▶ _Instructions for the task_
In your copy, reproduce each entry exactly and include no picture.
(Beginning of Material provided)
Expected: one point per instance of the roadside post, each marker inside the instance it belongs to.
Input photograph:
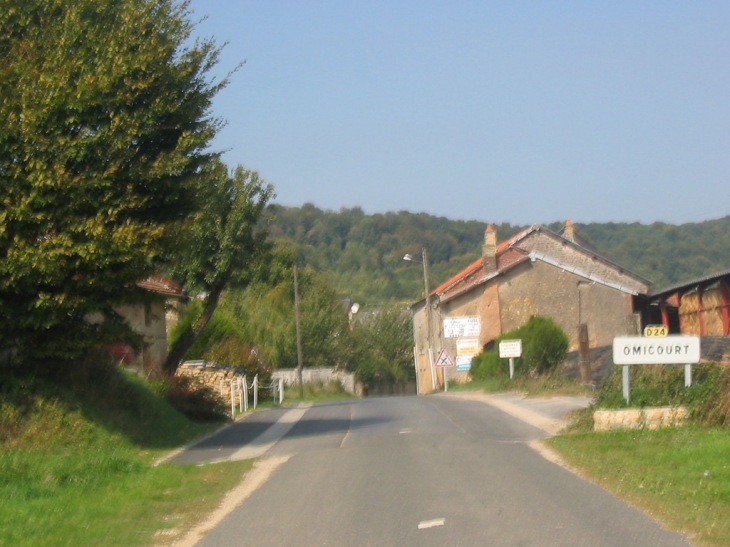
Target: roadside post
(509, 349)
(444, 361)
(655, 350)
(End of Material provided)
▶ _Written answer_
Expected: one point per instance of the roadside post, each marker inside the instance it belongs to.
Input photograph:
Target: roadside post
(509, 349)
(444, 361)
(655, 350)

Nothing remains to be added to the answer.